Stored entries:

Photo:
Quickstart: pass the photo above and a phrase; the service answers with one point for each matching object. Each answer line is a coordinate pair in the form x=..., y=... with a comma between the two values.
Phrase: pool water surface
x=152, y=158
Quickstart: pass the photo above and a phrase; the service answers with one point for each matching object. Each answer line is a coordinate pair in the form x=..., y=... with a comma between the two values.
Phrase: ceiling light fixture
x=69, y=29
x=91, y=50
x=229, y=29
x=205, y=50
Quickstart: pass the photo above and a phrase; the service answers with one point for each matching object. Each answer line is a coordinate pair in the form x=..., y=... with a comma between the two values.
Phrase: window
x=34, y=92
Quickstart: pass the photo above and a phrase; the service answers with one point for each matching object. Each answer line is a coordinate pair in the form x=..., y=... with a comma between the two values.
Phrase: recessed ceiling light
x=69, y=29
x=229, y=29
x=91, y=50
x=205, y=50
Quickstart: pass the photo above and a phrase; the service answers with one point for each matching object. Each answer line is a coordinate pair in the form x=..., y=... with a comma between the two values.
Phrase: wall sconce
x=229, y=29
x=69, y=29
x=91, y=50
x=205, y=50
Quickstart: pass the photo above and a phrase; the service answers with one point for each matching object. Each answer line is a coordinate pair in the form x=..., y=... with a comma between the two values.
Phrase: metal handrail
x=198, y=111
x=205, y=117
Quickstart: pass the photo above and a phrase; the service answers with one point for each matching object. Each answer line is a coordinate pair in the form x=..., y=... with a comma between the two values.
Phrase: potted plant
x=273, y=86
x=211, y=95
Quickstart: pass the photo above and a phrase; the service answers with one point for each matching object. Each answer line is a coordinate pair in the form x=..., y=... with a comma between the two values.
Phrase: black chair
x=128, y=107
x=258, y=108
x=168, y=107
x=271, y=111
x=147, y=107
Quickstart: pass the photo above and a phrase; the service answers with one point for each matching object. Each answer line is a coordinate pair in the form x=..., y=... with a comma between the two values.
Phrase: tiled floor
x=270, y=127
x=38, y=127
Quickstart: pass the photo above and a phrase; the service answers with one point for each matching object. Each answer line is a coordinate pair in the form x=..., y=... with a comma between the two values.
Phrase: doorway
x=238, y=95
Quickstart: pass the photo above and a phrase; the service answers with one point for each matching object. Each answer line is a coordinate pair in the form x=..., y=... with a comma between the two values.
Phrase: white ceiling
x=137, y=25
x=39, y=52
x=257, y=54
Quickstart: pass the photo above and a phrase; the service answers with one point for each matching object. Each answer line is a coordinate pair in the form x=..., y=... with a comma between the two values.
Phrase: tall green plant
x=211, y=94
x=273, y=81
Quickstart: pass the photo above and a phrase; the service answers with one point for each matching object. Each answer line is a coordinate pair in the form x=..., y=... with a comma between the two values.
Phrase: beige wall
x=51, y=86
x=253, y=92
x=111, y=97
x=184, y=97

Problem details: Repeat the data word for word. Leave nothing out.

Result of the task:
Photo:
Quickstart: pass the photo above and a phrase; the service answers with one point for each matching object. Each answer line is a coordinate pair in the form x=..., y=... with a comma between the two values.
Phrase: pool water surface
x=152, y=158
Quickstart: pass the photo above and a phrase; the service answers with one point for each matching object. Each answer line is a coordinate pair in the form x=..., y=... with a comma between the two values.
Phrase: ceiling light fixture
x=69, y=29
x=91, y=50
x=229, y=29
x=205, y=50
Quickstart: pass the photo above and a phrase; the service answers with one point for each matching object. Each answer line is a coordinate pair in the form x=..., y=... with a comma between the two values.
Phrase: window
x=34, y=92
Quickstart: pass the photo above and a phrase; the service answers with one point for each matching object. Each answer line is a coordinate pair in the form x=..., y=... with a comma between the two values.
Phrase: recessed ceiling light
x=69, y=29
x=229, y=29
x=91, y=50
x=205, y=50
Quickstart: pass the photo above and a phrase; the service answers with one point for each matching object. Each answer line is a coordinate pair in the form x=..., y=... with a comma between the two values.
Phrase: wall sconce
x=229, y=29
x=69, y=29
x=91, y=50
x=205, y=50
Quickstart: pass the photo above and a phrase; the service answers with one point for each matching object. Each answer line is a coordinate pair in the form x=..., y=... with a comma between the two values.
Phrase: metal handrail
x=198, y=111
x=205, y=117
Quickstart: pass the photo above and a phrase; the service answers with one point for each matching object. Each answer line is a coordinate pair in the form x=..., y=... with a comma between the two values.
Phrase: potted plant
x=273, y=86
x=211, y=95
Quickstart: pass the photo above and a phrase; the service answers with one point for each matching object. Each answer line is a coordinate pair in the form x=..., y=... with a comma between the two values.
Phrase: black chair
x=128, y=107
x=258, y=108
x=168, y=107
x=271, y=111
x=147, y=107
Quickstart: pass the photo above and a phrase; the service answers with one point for each matching object. Each answer line is a coordinate pair in the form x=..., y=... with a comma between the two values.
Phrase: tiled floor
x=270, y=127
x=38, y=127
Quickstart: pass the photo above and a phrase; the service answers with one point for each matching object. Each answer line is a coordinate pair in the form x=..., y=... with a comma between the two values.
Phrase: doorway
x=238, y=95
Quickstart: pass the photo above and a phrase; the service answers with one point for each matching object. Each answer line is a coordinate pair in the form x=..., y=... with a comma between the two values.
Phrase: white ceiling
x=137, y=25
x=39, y=52
x=257, y=54
Quickstart: pass the photo above and a phrase; the service answers with one point for each matching object. Each answer line is a coordinate pair in the form x=..., y=... with a comma between the two values.
Phrase: tall green plant
x=211, y=94
x=273, y=81
Quickstart: pass the photo above and a phrase; the service answers with one point for each matching object. Each answer line is a coordinate pair in the form x=..., y=... with a comma between the two values.
Phrase: beige wall
x=51, y=86
x=253, y=92
x=111, y=97
x=184, y=97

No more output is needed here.